- [REQUEST] Format the data from the line containing "Target: red peaked cap" through the line containing "[(159, 121)]" as a two-column CSV with the headers input and output. Each row holds a text in input and its answer in output, with every field in quotes and line breaks changed to spaces.

- - - - - - -

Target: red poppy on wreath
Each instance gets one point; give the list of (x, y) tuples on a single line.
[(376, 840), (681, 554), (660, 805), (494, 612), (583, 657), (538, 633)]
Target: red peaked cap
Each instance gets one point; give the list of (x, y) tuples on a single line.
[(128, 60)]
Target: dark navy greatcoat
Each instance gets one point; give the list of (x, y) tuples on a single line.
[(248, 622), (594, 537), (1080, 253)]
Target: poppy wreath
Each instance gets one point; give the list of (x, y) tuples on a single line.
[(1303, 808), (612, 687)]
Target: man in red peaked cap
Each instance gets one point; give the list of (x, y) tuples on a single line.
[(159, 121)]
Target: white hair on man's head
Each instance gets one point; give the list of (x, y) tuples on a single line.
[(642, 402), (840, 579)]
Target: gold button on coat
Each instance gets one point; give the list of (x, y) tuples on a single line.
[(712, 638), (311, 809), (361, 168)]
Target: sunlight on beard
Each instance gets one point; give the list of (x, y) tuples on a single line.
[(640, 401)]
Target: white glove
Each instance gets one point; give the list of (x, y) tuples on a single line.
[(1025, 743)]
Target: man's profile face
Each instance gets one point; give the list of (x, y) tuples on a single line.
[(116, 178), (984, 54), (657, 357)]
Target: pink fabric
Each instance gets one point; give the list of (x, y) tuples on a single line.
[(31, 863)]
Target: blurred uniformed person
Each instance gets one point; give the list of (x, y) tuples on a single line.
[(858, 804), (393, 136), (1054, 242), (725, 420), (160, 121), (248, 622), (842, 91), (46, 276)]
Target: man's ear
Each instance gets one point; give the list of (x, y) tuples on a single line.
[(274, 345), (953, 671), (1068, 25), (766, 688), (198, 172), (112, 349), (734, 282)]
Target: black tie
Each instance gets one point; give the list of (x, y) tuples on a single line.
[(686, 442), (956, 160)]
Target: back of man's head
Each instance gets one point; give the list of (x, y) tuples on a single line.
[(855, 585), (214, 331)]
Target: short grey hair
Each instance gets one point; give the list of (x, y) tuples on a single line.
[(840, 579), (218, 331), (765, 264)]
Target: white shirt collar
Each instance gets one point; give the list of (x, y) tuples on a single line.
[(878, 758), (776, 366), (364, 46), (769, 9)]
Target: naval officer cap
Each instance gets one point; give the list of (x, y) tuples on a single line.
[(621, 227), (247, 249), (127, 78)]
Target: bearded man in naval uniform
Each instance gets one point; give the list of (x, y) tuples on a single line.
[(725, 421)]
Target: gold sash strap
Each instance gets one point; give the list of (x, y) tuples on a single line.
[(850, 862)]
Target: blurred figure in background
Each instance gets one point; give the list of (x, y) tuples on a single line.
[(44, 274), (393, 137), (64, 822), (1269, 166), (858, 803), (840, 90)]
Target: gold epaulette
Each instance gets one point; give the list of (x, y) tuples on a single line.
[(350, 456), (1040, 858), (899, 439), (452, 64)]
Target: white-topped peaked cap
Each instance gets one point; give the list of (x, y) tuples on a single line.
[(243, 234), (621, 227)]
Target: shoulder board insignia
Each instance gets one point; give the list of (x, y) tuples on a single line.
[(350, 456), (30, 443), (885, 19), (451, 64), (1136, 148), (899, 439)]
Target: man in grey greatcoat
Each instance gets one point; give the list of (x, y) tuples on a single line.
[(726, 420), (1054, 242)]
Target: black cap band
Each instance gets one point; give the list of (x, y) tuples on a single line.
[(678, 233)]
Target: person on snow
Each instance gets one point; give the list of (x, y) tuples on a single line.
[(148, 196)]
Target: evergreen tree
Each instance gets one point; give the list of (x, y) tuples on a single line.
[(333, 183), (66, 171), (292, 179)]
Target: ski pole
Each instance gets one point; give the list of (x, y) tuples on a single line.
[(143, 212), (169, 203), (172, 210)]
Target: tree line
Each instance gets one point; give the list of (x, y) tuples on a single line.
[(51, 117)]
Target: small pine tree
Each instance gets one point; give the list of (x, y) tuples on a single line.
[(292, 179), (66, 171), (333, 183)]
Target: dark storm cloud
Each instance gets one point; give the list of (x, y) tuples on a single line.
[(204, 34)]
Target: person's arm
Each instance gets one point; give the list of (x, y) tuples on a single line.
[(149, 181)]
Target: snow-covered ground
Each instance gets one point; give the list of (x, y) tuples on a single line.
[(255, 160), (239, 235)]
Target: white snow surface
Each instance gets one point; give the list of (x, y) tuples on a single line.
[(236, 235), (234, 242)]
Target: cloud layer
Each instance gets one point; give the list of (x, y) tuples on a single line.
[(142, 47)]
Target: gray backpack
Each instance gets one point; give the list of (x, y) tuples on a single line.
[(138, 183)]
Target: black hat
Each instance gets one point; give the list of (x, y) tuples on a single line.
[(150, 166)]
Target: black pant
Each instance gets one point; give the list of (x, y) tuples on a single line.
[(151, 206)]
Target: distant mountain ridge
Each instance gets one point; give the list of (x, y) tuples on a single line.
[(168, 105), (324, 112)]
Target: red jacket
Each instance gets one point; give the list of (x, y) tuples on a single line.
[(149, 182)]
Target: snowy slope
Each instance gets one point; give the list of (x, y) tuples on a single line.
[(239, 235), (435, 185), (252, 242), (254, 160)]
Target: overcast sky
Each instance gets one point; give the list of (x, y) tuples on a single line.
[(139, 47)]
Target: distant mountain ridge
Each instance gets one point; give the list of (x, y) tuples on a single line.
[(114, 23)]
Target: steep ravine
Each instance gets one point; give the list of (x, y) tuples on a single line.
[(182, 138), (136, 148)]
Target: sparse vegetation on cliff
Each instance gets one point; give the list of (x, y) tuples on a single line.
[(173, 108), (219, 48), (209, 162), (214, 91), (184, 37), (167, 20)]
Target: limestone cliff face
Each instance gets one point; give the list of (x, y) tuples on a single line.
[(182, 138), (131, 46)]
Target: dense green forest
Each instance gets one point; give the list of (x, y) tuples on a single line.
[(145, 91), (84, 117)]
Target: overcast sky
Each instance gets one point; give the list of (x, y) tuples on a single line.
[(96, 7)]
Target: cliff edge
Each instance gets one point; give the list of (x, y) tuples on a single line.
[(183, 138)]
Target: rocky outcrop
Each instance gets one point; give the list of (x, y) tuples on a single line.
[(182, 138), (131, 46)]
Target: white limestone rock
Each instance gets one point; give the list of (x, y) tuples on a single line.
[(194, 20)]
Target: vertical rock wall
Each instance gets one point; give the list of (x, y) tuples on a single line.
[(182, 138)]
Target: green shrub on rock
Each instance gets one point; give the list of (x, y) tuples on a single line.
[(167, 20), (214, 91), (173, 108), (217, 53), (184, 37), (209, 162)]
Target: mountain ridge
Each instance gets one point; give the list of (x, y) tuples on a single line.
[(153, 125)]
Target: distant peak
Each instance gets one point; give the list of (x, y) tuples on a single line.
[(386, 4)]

- - - - - - -

- [SOLUTION FOR THIS TASK]
input,output
"Target: red peaked cap Each instance gets one point; give the list of (x, y) tuples on a single line.","[(128, 60)]"
"Target: dark navy greatcoat Each instance gets one point; give the list of (x, y) tuples on a single line.","[(248, 622), (594, 537), (1080, 253)]"
"Target: poppy wreath Each instance gets one point; give the list of (x, y) tuples on a single line.","[(1303, 808), (612, 687)]"
"Target: man in red peaked cap Each instance gets one point; give the list of (x, y) tuples on a single line.","[(159, 121)]"